[Start of Attachment]

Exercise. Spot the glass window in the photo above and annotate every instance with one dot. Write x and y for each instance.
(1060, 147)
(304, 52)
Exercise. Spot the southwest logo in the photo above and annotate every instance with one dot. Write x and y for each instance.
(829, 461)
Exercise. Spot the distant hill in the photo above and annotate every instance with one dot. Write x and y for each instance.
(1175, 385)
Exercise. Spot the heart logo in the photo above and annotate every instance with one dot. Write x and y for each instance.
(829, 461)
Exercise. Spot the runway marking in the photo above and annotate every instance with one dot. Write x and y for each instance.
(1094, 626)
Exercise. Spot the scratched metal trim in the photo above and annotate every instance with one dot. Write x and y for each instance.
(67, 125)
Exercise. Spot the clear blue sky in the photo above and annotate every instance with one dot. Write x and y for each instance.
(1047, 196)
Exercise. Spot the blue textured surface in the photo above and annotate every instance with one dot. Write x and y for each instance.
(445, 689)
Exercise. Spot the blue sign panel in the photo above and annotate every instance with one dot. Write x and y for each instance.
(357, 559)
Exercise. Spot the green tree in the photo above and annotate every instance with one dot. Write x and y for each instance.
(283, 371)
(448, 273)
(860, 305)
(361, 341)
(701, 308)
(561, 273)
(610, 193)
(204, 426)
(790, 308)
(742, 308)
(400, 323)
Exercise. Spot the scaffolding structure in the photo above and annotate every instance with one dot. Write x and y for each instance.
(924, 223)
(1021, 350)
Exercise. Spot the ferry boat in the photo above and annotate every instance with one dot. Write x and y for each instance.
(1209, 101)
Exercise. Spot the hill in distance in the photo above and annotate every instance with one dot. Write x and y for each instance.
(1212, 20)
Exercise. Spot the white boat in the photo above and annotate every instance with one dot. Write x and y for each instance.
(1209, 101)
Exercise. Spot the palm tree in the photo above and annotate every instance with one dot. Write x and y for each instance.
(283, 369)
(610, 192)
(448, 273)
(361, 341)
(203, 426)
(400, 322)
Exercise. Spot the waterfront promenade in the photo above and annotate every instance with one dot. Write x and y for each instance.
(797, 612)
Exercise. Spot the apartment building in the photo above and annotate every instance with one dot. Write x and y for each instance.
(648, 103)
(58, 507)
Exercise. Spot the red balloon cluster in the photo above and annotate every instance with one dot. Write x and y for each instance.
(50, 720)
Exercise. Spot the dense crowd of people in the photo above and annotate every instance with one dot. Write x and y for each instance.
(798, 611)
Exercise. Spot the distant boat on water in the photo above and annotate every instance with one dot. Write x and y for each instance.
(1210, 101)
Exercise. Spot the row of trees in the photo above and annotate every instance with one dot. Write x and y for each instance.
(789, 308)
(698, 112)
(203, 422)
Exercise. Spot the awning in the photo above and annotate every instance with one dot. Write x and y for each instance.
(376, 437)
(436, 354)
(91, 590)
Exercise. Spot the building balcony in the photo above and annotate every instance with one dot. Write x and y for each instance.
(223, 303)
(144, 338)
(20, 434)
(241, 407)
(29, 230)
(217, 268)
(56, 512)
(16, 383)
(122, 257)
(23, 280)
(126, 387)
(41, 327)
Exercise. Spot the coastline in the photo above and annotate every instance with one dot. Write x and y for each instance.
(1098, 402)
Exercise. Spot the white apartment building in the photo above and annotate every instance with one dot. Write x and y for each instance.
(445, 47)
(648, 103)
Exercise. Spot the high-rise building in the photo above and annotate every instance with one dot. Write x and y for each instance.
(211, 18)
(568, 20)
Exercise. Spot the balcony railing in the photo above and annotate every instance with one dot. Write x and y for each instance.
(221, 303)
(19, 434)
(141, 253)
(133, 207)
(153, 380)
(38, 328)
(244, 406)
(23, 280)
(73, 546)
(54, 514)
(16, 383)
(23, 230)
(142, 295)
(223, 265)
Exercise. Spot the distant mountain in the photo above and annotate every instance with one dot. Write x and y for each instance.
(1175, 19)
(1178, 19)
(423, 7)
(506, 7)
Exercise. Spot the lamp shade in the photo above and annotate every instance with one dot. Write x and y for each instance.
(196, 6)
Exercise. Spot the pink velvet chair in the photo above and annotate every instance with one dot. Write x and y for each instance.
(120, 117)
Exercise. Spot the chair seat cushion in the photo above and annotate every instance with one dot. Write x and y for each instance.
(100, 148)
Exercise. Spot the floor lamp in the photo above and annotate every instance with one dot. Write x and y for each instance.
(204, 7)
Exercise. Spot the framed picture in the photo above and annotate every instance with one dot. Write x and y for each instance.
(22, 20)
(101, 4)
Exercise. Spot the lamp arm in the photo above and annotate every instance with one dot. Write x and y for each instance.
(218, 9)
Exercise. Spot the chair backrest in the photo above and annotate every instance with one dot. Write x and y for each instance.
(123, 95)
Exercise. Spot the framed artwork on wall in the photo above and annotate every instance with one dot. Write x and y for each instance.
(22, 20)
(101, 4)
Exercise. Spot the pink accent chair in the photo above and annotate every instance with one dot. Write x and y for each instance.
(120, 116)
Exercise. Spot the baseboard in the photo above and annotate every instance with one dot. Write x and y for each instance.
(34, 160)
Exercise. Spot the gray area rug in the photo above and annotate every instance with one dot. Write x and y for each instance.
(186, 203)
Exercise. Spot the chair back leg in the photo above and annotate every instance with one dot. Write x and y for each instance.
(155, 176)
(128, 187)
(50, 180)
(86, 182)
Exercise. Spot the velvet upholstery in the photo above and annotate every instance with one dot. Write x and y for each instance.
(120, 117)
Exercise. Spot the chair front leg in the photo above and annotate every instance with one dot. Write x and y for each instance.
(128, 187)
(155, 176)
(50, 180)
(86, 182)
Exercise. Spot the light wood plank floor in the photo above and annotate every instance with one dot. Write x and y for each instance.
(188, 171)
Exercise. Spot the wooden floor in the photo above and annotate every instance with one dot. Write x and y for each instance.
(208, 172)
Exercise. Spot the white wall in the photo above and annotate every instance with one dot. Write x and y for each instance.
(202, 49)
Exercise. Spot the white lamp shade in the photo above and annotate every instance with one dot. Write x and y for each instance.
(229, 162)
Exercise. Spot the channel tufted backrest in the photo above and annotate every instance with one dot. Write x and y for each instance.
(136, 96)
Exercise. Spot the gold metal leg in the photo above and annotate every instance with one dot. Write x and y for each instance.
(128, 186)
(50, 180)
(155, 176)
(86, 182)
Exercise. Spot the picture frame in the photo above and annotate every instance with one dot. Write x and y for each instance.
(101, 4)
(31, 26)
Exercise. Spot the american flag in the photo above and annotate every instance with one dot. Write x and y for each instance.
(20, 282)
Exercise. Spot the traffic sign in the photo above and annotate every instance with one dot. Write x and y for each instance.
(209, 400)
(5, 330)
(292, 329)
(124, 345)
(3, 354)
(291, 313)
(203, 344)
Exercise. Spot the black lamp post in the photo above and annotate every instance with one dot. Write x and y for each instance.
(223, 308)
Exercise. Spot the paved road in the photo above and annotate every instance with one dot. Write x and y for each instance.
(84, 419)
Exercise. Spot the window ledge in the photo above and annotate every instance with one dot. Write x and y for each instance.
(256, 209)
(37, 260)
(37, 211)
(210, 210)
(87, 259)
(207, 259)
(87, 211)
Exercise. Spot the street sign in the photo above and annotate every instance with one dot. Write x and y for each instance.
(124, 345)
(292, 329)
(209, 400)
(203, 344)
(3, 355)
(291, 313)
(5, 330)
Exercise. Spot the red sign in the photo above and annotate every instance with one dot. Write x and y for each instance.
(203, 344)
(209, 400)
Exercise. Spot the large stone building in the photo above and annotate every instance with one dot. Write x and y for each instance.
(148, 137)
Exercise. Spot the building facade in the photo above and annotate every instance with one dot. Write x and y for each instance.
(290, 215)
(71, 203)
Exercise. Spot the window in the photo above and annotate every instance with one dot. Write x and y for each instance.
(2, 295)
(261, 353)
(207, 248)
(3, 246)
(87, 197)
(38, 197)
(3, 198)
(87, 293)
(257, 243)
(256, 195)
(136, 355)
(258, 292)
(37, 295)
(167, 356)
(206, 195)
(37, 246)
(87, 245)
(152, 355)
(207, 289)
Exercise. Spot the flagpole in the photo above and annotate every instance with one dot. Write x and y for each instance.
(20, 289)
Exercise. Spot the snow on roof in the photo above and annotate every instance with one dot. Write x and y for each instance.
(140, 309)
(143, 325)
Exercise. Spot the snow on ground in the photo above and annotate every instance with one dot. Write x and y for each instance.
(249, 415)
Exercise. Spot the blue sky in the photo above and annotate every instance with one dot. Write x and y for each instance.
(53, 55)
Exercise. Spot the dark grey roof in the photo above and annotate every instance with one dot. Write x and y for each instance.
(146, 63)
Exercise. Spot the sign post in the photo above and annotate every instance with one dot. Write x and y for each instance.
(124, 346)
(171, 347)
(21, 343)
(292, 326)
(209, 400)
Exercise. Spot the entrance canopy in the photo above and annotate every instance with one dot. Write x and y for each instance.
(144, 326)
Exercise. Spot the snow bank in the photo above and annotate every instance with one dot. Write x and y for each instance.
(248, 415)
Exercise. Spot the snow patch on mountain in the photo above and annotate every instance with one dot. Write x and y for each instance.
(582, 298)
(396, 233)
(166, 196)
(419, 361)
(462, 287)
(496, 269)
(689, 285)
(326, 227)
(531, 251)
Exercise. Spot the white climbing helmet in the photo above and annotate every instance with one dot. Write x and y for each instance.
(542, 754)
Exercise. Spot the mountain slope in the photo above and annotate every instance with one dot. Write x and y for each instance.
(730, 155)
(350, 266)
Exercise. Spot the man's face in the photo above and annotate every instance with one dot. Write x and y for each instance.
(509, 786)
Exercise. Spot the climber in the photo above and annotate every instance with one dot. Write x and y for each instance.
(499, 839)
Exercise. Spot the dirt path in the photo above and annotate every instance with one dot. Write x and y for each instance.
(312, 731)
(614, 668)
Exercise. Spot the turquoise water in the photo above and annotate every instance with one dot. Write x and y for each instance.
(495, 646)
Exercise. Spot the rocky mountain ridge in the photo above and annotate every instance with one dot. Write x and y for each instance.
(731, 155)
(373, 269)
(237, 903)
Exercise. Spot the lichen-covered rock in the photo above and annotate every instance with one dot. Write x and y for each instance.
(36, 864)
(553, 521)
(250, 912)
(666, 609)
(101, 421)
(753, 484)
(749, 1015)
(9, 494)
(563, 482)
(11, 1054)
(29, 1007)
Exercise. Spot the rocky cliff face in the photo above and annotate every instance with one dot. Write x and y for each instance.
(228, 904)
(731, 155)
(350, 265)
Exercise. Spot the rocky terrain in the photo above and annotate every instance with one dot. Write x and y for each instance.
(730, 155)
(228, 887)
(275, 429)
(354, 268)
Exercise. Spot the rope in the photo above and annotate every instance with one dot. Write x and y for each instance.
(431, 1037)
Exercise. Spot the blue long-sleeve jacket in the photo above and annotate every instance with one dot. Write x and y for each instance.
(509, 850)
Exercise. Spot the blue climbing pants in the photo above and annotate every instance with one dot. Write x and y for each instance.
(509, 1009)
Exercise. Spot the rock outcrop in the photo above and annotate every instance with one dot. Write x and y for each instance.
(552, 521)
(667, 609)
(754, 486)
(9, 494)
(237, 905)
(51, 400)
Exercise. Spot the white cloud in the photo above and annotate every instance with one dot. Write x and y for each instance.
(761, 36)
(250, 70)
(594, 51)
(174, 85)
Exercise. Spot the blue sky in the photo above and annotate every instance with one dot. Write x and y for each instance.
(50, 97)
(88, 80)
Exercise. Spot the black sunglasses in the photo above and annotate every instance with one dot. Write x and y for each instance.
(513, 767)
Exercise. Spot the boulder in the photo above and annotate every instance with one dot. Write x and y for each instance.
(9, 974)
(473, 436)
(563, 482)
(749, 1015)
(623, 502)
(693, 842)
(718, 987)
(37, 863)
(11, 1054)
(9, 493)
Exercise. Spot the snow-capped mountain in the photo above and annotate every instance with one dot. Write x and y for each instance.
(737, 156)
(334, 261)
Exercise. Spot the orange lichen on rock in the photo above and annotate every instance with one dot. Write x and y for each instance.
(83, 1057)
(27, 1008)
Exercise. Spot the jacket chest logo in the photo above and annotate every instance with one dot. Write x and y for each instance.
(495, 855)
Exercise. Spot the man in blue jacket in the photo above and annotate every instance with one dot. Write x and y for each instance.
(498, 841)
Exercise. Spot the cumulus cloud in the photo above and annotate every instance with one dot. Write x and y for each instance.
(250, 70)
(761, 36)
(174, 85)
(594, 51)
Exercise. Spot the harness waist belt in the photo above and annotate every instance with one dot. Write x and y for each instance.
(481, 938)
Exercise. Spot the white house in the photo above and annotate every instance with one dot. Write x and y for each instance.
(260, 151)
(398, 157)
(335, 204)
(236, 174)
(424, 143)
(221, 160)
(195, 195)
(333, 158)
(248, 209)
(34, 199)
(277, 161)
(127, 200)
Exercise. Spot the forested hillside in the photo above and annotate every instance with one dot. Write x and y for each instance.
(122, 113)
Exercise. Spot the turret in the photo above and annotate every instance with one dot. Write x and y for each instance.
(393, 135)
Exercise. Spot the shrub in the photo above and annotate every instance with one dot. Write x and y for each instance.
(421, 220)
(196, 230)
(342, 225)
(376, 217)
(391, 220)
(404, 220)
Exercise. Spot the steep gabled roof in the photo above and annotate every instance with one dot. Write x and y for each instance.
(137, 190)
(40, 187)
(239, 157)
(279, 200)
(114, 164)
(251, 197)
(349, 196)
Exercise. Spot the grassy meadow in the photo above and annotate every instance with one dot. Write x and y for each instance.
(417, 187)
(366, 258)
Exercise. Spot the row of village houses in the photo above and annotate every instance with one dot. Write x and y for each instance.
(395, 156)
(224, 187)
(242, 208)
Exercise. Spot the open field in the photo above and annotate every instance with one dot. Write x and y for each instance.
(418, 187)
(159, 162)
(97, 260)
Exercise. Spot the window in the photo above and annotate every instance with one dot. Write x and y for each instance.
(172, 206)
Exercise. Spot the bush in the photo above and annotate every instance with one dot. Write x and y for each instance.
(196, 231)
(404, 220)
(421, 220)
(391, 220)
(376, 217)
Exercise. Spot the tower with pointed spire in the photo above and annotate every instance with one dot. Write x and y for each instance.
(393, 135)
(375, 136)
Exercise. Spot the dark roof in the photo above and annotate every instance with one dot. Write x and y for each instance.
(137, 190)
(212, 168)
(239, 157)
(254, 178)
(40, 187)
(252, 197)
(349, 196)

[End of Attachment]

▶ [EXERCISE PROMPT] Only the lines from the one containing "Exercise. Spot the grassy" through the last line of the material belong in your answer; output them exactly.

▶ [RESULT FOR THIS EXERCISE]
Exercise. Spot the grassy meadow in the photo above and annotate every instance with one dot. Write x and y for each instance.
(417, 187)
(366, 258)
Exercise. Spot the row of village houses in the photo above and annotate every instance with one dot. Write x and y for each instance.
(395, 156)
(224, 187)
(242, 208)
Exercise. Spot the open field in the photo above and annotate every instance with one dot. Write x and y for each instance.
(418, 187)
(159, 162)
(97, 260)
Exercise. Spot the window in the photo above and annotate every instance with one dot. Write x and y for each instance.
(172, 206)
Exercise. Spot the bush in the photo above and annotate every instance with one dot. Write x and y for each instance.
(196, 231)
(404, 220)
(421, 220)
(391, 220)
(376, 217)
Exercise. Spot the tower with pointed spire in the photo above and annotate every instance with one dot. Write x and y for each instance.
(393, 135)
(375, 136)
Exercise. Spot the dark roof in the photo above and annotate every instance with one dot. Write x and y for each instance.
(137, 190)
(212, 168)
(239, 157)
(254, 178)
(40, 187)
(252, 197)
(349, 196)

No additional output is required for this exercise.